## Text provided

::::::

Chinese Qing Dynasty official (1820–1879)

Shen Baozhen (1820-1879), formerly romanized Shen Pao-chen, was an official during the Qing dynasty.

==Biography==
Born in Minhou in Fujian province, he obtained the highest degree in the imperial examinations in 1847 and was soon appointed to the Hanlin Academy.

His great administrative abilities attracted the attention of Zeng Guofan, who enlisted him in the effort to suppress the Taiping Rebellion.

Following the suppression of the rebellion in 1864, Shen became actively involved in the Self-strengthening movement and later worked on the Foochow Arsenal in Fuzhou. There he established the Qiushi Tang Yiju (求是堂藝局), which became the Foochow Arsenal School, and utilized the skill of French technicians and workers – notably Prosper Giquel – to construct modern warships for the Imperial Navy prior to the destruction of the arsenal and the fleet itself during the Battle of Fuzhou in the 1883-1885 Sino-French War. Concurrently, he also improved the land tax collection system in Jiangxi province.

::::::

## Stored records
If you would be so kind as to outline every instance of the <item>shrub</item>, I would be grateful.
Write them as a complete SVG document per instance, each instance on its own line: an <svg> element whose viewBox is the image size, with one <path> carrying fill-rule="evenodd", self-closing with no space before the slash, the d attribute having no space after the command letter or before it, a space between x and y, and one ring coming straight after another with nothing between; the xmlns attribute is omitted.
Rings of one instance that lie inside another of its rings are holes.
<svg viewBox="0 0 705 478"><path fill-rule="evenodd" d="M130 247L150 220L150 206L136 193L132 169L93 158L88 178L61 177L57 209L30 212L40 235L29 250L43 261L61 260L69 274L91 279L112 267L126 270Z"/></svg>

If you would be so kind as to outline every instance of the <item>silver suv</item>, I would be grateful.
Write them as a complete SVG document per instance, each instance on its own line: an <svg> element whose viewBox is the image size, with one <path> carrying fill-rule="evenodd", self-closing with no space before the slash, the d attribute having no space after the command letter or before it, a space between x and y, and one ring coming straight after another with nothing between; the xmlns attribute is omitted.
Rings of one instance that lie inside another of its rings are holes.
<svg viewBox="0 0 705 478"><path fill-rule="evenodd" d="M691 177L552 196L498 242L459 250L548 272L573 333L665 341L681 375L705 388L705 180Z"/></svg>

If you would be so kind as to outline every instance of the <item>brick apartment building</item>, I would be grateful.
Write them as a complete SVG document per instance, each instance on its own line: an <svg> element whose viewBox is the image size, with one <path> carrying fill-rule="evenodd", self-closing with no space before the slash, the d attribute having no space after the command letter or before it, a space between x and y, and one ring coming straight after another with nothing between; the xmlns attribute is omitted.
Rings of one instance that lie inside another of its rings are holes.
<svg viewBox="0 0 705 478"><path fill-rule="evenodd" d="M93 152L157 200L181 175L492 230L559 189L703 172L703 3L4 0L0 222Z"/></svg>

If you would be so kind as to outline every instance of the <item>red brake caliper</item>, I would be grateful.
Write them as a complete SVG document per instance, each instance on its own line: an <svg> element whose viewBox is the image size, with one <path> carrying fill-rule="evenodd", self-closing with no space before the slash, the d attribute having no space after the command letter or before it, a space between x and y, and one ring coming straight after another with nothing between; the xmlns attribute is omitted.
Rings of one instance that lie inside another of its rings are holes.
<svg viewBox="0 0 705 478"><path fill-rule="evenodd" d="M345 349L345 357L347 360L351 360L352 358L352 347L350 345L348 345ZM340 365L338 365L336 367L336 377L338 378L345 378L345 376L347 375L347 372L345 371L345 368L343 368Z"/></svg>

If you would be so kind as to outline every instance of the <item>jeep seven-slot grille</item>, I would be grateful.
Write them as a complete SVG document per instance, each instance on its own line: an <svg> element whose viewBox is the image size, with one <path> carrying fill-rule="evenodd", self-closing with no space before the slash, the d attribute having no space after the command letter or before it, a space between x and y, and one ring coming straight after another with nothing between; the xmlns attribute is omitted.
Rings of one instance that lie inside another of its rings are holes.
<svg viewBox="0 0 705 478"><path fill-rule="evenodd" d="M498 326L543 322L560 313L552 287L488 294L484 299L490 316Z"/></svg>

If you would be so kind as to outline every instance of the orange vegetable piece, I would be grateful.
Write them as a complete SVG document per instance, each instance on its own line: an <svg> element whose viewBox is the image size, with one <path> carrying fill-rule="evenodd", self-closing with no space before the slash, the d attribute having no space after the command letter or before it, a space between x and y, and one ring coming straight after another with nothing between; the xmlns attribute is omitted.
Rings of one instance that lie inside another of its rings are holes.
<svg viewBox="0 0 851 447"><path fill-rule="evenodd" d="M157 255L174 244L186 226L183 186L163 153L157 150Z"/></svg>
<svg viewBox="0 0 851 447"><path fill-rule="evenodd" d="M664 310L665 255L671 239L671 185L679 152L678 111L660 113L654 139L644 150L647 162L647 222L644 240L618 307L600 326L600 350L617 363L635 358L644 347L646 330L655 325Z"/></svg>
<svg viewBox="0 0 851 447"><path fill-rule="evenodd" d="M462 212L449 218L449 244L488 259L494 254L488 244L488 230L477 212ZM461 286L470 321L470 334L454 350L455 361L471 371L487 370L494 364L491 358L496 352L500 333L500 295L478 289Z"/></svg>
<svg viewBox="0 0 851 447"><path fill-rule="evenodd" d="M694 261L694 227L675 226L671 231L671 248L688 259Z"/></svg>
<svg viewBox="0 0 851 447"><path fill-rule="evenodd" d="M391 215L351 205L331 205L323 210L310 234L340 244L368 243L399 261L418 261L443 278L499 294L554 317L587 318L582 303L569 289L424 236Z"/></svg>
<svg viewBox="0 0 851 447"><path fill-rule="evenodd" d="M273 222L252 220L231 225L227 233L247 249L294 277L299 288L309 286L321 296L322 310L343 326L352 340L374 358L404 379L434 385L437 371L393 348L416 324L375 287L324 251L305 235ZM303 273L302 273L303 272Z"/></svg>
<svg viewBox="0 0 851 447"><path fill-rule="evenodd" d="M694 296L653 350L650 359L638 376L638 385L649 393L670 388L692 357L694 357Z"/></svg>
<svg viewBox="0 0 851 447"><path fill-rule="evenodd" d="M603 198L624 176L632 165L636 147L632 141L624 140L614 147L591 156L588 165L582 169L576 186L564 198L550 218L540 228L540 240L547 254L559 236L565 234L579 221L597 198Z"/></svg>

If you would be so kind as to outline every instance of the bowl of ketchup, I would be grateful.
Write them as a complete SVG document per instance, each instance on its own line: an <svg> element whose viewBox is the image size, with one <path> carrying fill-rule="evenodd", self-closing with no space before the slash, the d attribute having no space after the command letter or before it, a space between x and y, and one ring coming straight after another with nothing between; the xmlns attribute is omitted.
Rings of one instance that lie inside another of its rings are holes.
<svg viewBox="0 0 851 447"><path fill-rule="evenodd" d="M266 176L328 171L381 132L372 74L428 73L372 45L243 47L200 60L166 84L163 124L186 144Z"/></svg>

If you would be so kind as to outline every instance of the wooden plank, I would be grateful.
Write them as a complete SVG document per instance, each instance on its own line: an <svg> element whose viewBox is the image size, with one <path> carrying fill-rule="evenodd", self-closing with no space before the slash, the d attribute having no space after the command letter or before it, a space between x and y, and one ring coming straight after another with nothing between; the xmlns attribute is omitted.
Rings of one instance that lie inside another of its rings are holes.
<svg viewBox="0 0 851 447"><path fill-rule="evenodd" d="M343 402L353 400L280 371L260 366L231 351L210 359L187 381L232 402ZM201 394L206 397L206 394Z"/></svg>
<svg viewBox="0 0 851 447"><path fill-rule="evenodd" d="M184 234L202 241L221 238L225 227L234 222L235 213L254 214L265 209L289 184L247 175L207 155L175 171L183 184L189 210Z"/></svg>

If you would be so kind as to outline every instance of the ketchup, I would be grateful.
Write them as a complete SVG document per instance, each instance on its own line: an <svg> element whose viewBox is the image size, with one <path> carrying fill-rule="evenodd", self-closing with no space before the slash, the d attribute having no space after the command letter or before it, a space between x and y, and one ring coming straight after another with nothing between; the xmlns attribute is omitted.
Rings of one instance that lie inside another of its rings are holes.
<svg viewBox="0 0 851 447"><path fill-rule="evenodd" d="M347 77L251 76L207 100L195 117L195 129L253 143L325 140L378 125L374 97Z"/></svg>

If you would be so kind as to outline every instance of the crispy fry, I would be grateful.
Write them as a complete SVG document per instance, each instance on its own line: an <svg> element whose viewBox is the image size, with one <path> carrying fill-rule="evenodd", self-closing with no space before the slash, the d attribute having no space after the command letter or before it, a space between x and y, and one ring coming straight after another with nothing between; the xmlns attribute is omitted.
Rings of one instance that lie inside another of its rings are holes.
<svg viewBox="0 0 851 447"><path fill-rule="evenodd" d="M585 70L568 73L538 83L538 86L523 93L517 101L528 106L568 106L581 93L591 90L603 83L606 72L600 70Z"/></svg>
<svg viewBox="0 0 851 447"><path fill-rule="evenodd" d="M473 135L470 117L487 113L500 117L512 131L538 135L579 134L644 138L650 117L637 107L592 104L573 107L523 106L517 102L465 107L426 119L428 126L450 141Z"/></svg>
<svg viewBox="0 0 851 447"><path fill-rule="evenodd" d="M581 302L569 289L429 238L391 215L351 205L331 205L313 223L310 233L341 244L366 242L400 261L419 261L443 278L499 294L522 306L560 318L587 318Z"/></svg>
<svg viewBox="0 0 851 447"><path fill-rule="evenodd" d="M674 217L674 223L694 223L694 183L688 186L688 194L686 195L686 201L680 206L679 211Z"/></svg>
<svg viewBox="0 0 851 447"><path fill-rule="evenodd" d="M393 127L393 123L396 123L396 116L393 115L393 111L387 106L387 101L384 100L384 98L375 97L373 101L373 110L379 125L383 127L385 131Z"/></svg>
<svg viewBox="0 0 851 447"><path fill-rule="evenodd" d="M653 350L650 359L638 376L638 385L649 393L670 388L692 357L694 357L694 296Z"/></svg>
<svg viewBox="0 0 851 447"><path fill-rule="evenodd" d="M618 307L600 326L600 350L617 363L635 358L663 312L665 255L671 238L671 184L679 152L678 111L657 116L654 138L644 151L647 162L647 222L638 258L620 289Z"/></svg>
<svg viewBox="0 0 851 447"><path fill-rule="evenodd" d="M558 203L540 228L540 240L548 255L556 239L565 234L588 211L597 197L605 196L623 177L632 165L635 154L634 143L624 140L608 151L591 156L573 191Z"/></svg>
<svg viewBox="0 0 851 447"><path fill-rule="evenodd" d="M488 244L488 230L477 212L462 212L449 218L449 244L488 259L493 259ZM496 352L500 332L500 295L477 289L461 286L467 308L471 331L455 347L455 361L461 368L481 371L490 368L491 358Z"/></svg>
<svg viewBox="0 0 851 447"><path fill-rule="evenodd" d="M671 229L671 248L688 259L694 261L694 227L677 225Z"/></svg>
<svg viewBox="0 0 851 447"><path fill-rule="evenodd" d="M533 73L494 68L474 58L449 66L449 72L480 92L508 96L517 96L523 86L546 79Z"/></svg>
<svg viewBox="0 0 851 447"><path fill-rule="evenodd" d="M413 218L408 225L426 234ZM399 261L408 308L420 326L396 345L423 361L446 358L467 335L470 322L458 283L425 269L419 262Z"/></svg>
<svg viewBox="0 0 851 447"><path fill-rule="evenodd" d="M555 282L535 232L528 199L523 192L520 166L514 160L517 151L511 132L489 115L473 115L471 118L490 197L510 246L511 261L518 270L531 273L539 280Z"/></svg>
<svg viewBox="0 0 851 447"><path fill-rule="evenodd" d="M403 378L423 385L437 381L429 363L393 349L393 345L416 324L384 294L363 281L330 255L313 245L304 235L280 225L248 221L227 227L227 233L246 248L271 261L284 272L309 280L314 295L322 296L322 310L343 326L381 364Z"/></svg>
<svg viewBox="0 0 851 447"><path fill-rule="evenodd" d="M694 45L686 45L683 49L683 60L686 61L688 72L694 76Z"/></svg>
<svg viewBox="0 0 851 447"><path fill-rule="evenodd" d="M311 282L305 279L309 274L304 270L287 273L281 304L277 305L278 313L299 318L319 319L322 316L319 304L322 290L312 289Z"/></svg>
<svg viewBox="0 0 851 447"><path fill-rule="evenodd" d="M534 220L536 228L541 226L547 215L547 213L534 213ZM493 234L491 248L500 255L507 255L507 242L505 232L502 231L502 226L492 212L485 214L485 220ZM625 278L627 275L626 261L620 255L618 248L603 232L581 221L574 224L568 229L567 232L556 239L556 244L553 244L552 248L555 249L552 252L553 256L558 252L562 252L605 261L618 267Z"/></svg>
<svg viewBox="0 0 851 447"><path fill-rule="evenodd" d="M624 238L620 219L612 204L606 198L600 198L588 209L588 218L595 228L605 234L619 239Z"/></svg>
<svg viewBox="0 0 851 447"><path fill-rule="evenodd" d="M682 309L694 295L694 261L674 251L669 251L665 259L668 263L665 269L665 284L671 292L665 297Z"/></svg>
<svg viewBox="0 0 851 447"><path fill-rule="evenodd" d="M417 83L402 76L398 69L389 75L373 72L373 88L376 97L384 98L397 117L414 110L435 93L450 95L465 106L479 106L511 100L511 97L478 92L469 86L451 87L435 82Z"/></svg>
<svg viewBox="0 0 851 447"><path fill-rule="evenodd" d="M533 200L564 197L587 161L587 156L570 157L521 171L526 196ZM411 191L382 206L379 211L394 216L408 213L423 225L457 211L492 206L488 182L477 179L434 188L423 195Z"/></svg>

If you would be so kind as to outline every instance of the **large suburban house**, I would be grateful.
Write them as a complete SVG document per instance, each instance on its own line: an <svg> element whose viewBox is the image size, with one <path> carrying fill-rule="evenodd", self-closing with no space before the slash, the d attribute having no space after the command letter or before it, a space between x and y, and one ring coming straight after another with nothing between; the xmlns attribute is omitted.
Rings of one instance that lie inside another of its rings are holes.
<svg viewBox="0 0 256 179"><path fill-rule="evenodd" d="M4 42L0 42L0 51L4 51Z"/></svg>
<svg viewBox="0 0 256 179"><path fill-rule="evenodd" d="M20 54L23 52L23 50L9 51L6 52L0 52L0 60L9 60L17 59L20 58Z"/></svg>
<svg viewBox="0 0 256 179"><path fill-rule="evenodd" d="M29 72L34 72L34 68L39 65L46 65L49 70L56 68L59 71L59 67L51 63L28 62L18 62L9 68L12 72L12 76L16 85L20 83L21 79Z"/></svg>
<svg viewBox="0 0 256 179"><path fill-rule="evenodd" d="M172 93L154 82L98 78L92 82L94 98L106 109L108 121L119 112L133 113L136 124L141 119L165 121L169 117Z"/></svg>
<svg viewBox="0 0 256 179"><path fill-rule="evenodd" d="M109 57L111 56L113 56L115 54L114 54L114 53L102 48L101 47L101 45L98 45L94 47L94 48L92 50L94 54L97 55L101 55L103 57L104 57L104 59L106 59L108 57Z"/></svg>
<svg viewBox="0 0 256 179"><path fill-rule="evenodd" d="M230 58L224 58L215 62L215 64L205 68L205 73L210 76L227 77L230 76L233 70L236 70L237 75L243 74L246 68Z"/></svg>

::::::

Restate the passage of the Shen Baozhen text from "Chinese Qing Dynasty" up to and including "the Hanlin Academy.", substituting "Imperial Academy" for "Hanlin Academy".

## Result for this task
Chinese Qing Dynasty official (1820–1879)

Shen Baozhen (1820-1879), formerly romanized Shen Pao-chen, was an official during the Qing dynasty.

==Biography==
Born in Minhou in Fujian province, he obtained the highest degree in the imperial examinations in 1847 and was soon appointed to the Imperial Academy.